** START OF Supplied text **
If you've just unboxed an ASIC miner and you're wondering whether to run an Ethernet cable or just connect it to your Wi-Fi, you're not alone. It's one of the most common questions from new miners — and the answer is more nuanced than a simple "always use Ethernet."
The short version: Ethernet is better, and you should use it if you reasonably can. But for certain miners in certain setups, Wi-Fi is perfectly workable. Here's what actually matters and why.
What the Connection Does (and Doesn't) Affect
Your ASIC miner doesn't stream video or download large files. Its network activity is extremely lightweight — it sends completed work (shares) to the mining pool and receives new work to hash. The data packets involved are tiny. This is why the Wi-Fi vs Ethernet debate is less dramatic for miners than it might be for, say, online gaming or video calls.
** END OF Supplied text **
**What you need to do**
A - Print the portion of the article on connecting ASIC miners by Wi-Fi or Ethernet, starting with "If you've just" and going on through "or video calls.".
B - Supply the continuation of the article on connecting ASIC miners by Wi-Fi or Ethernet, beginning after its final sentence.
** START OF Listing **
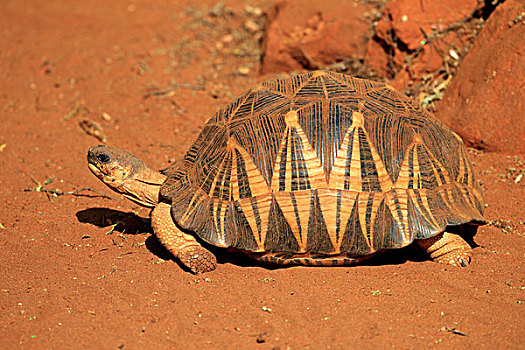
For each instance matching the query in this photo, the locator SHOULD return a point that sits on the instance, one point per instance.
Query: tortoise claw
(198, 259)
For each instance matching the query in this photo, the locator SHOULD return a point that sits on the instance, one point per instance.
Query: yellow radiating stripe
(277, 165)
(234, 179)
(423, 211)
(263, 204)
(355, 181)
(316, 174)
(298, 215)
(256, 181)
(402, 206)
(337, 175)
(362, 205)
(331, 213)
(194, 202)
(219, 213)
(434, 169)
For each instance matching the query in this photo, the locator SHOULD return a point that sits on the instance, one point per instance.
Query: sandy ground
(85, 271)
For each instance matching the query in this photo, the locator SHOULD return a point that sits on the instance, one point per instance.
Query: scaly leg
(447, 248)
(182, 245)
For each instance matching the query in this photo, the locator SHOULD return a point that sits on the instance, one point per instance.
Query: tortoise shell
(325, 164)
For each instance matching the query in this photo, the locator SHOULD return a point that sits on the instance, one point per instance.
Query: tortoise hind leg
(284, 258)
(447, 248)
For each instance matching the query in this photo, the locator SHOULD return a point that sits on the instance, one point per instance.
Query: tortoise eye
(103, 157)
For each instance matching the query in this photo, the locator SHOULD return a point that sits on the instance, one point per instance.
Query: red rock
(401, 33)
(485, 103)
(377, 58)
(302, 34)
(409, 18)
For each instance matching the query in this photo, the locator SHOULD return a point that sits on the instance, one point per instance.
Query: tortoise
(318, 168)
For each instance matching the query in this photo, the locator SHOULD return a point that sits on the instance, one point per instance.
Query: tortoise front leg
(447, 248)
(182, 245)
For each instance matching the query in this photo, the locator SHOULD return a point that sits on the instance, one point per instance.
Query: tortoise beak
(93, 163)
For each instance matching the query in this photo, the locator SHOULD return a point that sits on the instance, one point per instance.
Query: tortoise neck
(144, 187)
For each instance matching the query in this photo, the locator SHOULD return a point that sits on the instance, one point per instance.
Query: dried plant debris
(55, 192)
(507, 227)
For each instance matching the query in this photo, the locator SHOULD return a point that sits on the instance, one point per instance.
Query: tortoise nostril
(103, 157)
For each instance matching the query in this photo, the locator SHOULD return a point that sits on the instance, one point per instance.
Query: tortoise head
(125, 173)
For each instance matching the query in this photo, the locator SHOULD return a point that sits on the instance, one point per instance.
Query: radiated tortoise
(315, 169)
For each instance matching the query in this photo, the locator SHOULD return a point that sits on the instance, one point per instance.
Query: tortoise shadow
(130, 223)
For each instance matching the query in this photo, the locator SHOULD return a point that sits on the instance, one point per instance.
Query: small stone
(243, 70)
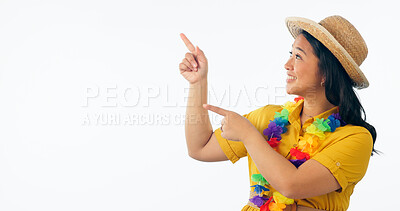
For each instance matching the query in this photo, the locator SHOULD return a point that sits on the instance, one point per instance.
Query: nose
(289, 64)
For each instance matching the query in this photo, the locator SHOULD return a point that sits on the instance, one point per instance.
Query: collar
(294, 116)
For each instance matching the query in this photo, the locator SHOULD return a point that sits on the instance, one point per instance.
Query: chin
(291, 90)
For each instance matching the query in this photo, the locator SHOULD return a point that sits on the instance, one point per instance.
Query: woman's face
(304, 78)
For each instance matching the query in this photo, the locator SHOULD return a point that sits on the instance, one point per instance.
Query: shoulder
(352, 138)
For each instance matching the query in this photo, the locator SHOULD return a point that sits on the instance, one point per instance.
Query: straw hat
(341, 38)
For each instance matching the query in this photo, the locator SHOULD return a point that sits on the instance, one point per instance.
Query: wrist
(200, 82)
(252, 135)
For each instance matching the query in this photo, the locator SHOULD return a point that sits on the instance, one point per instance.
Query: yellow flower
(308, 143)
(279, 198)
(275, 206)
(312, 129)
(290, 106)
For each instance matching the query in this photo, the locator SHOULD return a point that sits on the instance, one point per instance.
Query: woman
(304, 155)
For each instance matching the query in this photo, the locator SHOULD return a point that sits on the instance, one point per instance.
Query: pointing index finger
(188, 44)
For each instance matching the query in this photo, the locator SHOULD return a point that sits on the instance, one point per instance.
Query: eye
(297, 55)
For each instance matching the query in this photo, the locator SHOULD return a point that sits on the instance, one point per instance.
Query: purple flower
(298, 163)
(338, 117)
(259, 188)
(258, 200)
(273, 131)
(333, 123)
(281, 123)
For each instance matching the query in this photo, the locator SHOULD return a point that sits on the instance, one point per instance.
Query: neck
(314, 106)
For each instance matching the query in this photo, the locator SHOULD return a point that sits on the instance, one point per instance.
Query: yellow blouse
(345, 153)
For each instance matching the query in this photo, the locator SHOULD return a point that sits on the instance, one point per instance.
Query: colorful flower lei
(307, 145)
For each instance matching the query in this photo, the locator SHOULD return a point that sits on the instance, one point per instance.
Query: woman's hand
(234, 126)
(194, 66)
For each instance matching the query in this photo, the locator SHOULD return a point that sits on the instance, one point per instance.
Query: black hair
(339, 87)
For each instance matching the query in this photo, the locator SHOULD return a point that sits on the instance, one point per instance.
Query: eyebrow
(300, 50)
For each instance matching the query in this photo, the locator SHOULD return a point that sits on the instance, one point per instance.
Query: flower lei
(307, 145)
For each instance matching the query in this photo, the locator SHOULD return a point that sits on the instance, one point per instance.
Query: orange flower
(308, 143)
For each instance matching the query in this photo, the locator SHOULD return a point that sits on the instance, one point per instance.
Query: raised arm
(201, 142)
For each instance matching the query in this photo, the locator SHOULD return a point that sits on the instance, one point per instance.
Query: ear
(323, 81)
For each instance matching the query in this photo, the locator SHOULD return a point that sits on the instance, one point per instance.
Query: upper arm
(312, 179)
(339, 164)
(211, 151)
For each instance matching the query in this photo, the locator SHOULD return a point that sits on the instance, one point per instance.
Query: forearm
(275, 168)
(198, 128)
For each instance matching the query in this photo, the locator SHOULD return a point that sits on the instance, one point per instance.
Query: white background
(65, 63)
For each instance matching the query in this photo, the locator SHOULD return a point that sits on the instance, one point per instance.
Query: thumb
(200, 55)
(216, 109)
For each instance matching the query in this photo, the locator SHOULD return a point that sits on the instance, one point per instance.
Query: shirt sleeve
(347, 158)
(234, 150)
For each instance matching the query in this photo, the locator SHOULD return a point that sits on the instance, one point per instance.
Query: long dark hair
(339, 87)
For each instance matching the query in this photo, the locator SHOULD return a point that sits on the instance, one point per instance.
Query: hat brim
(297, 24)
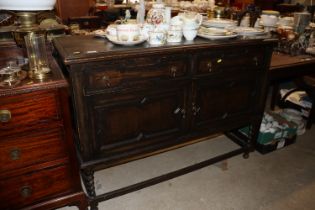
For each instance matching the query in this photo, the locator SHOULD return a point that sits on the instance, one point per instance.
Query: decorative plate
(125, 43)
(218, 37)
(219, 23)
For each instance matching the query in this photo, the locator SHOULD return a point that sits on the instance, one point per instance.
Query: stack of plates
(248, 31)
(215, 33)
(219, 23)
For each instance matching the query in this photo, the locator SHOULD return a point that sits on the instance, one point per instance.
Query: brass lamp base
(40, 75)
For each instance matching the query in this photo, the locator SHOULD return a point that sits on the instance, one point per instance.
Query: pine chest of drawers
(38, 165)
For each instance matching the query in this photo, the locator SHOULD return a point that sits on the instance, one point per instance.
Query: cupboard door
(128, 122)
(219, 100)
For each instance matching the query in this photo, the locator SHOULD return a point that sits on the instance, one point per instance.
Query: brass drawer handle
(140, 136)
(106, 80)
(173, 71)
(224, 116)
(143, 100)
(181, 111)
(195, 109)
(255, 59)
(209, 66)
(15, 154)
(26, 191)
(5, 115)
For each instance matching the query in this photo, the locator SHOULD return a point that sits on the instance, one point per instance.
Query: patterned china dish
(114, 40)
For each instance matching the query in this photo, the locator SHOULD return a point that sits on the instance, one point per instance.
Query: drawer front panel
(31, 149)
(230, 60)
(34, 187)
(223, 99)
(139, 120)
(28, 111)
(129, 72)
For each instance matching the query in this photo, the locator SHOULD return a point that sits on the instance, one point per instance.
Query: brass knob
(209, 66)
(26, 191)
(106, 80)
(15, 154)
(143, 100)
(255, 59)
(5, 115)
(195, 109)
(173, 71)
(224, 115)
(181, 111)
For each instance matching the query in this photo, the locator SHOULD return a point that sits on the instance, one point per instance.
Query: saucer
(217, 37)
(248, 31)
(100, 33)
(114, 40)
(219, 23)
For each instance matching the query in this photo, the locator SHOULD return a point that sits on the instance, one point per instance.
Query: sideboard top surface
(80, 49)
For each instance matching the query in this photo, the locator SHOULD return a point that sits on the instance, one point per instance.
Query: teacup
(157, 37)
(128, 32)
(191, 19)
(174, 34)
(111, 30)
(269, 20)
(190, 33)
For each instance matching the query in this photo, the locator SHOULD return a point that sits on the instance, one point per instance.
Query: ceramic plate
(100, 33)
(211, 37)
(219, 23)
(248, 31)
(125, 43)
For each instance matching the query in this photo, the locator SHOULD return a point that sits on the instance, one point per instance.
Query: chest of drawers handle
(224, 116)
(195, 109)
(15, 154)
(181, 111)
(26, 191)
(106, 81)
(173, 71)
(5, 115)
(209, 66)
(255, 59)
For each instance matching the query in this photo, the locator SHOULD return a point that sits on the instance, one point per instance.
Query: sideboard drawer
(127, 72)
(230, 60)
(32, 149)
(23, 113)
(29, 188)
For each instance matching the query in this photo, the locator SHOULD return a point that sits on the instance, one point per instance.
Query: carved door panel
(218, 101)
(129, 122)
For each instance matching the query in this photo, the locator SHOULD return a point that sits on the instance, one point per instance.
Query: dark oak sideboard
(133, 102)
(38, 164)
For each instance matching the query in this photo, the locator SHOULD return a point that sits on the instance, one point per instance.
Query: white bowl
(27, 5)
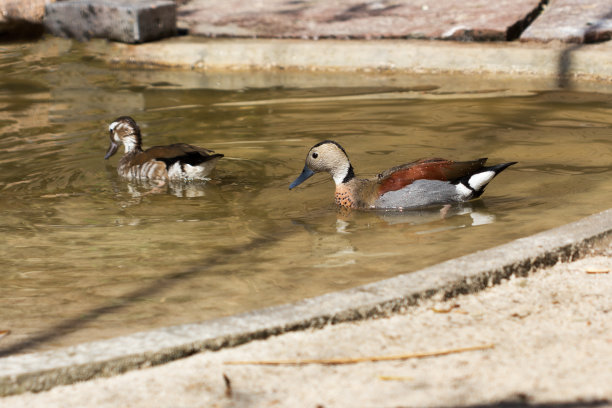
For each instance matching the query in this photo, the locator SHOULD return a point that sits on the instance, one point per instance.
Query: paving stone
(576, 21)
(19, 18)
(481, 20)
(126, 21)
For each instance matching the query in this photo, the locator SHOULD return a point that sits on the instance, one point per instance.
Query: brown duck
(177, 161)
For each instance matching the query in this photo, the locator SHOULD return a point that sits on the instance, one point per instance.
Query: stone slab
(134, 21)
(574, 21)
(528, 60)
(22, 18)
(480, 20)
(467, 274)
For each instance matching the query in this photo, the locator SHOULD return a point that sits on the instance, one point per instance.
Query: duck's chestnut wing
(429, 169)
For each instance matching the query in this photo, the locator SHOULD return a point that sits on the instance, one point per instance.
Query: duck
(178, 161)
(421, 183)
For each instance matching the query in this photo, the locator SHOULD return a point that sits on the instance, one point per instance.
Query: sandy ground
(551, 331)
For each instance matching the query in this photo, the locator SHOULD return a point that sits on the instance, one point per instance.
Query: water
(87, 255)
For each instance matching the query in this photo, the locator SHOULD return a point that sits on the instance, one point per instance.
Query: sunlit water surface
(86, 255)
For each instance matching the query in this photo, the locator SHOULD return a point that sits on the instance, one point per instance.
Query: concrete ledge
(553, 60)
(126, 21)
(42, 371)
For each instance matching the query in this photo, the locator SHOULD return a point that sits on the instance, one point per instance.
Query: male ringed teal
(421, 183)
(177, 161)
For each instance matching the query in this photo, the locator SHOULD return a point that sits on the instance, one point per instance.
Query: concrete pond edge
(569, 63)
(467, 274)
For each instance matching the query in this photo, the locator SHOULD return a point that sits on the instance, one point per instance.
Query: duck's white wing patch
(479, 180)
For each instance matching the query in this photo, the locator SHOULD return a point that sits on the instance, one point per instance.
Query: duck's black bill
(306, 174)
(112, 149)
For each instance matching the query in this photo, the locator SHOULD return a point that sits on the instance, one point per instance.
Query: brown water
(86, 255)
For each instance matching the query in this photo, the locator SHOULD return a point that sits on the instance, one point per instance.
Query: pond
(87, 255)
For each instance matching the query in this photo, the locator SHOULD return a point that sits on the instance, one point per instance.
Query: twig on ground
(337, 361)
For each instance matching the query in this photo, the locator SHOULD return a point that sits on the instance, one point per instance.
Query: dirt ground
(551, 338)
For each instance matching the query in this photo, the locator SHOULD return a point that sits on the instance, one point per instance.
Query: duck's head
(326, 156)
(123, 130)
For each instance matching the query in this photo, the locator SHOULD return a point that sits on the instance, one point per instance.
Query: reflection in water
(110, 257)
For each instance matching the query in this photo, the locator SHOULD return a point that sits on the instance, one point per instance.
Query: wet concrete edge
(571, 62)
(471, 273)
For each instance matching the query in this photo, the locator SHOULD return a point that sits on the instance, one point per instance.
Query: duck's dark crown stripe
(350, 174)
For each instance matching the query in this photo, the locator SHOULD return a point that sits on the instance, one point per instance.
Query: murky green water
(86, 255)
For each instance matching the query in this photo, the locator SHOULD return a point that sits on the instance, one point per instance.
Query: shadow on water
(68, 326)
(522, 402)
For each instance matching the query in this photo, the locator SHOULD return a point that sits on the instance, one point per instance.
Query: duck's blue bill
(306, 174)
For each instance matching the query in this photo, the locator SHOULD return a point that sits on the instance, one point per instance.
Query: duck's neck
(132, 144)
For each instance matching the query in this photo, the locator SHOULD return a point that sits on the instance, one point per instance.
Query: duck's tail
(476, 183)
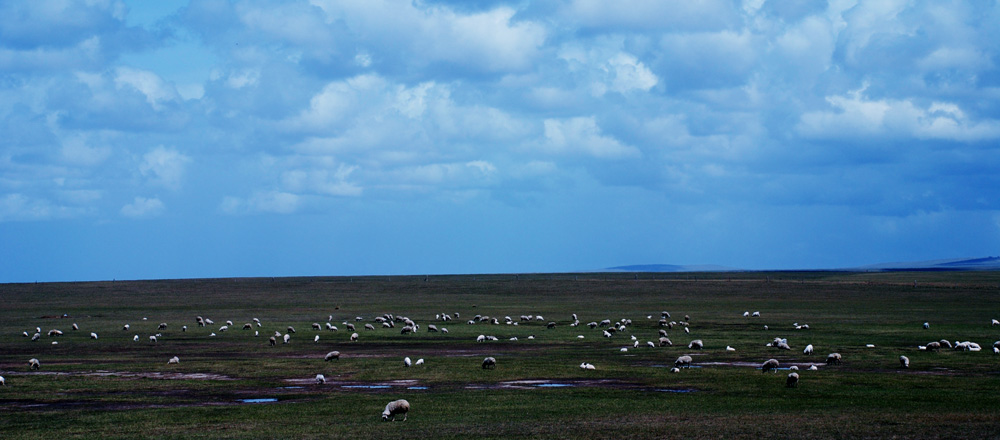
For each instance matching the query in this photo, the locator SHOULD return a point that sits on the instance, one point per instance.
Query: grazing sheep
(834, 359)
(792, 381)
(395, 408)
(683, 361)
(489, 363)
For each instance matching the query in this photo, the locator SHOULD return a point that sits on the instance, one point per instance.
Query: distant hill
(984, 263)
(670, 268)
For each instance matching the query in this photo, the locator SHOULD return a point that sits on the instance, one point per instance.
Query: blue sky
(216, 138)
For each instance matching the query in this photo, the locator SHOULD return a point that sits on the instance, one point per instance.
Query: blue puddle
(264, 400)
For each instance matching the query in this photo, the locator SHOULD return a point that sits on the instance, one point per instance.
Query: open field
(113, 387)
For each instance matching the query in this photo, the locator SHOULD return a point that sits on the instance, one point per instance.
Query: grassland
(113, 387)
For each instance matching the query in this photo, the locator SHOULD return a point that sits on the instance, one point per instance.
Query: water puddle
(260, 400)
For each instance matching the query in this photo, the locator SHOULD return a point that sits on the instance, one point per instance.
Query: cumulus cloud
(143, 207)
(581, 135)
(856, 116)
(164, 166)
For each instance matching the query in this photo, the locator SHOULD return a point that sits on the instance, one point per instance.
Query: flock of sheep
(607, 327)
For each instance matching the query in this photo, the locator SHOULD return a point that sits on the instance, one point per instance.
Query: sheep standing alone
(683, 361)
(395, 408)
(792, 381)
(489, 362)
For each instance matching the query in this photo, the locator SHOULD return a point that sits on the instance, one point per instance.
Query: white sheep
(489, 363)
(793, 380)
(683, 361)
(394, 408)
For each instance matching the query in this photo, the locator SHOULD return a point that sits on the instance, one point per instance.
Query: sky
(232, 138)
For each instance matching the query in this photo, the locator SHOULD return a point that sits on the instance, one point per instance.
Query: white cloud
(581, 135)
(164, 166)
(148, 83)
(142, 207)
(856, 116)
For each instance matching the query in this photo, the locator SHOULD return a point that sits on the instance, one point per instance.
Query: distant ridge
(981, 263)
(984, 263)
(670, 268)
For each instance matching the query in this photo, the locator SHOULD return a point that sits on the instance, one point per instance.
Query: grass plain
(113, 387)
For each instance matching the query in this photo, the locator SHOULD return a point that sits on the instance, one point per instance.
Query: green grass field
(113, 387)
** END OF Listing **
**The answers**
A -
If you've just unboxed an ASIC miner and you're wondering whether to run an Ethernet cable or just connect it to your Wi-Fi, you're not alone. It's one of the most common questions from new miners — and the answer is more nuanced than a simple "always use Ethernet."
The short version: Ethernet is better, and you should use it if you reasonably can. But for certain miners in certain setups, Wi-Fi is perfectly workable. Here's what actually matters and why.
What the Connection Does (and Doesn't) Affect
Your ASIC miner doesn't stream video or download large files. Its network activity is extremely lightweight — it sends completed work (shares) to the mining pool and receives new work to hash. The data packets involved are tiny. This is why the Wi-Fi vs Ethernet debate is less dramatic for miners than it might be for, say, online gaming or video calls.

B -
What the connection does affect is:
- Latency to the pool — how quickly new work arrives after a block is found
- Connection stability — whether the miner stays connected without interruption over hours and days
- Stale and rejected shares — shares submitted after a new block has already been found by the network are wasted work
- Remote access reliability — your ability to reach the miner's web dashboard from another device on the network
The Case for Ethernet
A wired Ethernet connection is always the more reliable choice for a device that runs 24 hours a day, 7 days a week. The reasons are straightforward:
Lower and more consistent latency. Ethernet delivers predictable round-trip times to your router. Wi-Fi introduces variable latency depending on signal strength, interference, and how many other devices are competing for airtime. For mining, lower latency means your miner receives new work faster after each block — slightly reducing the window in which it might produce a stale share.
No interference or dead zones. Wi-Fi signal degrades with distance and obstacles — walls, appliances, neighbouring networks on the same channel, and even microwave ovens can affect signal quality. Ethernet is immune to all of this. A miner in a garage, shed, or spare room connected via a long Ethernet run will have a more stable connection than one relying on a weak Wi-Fi signal.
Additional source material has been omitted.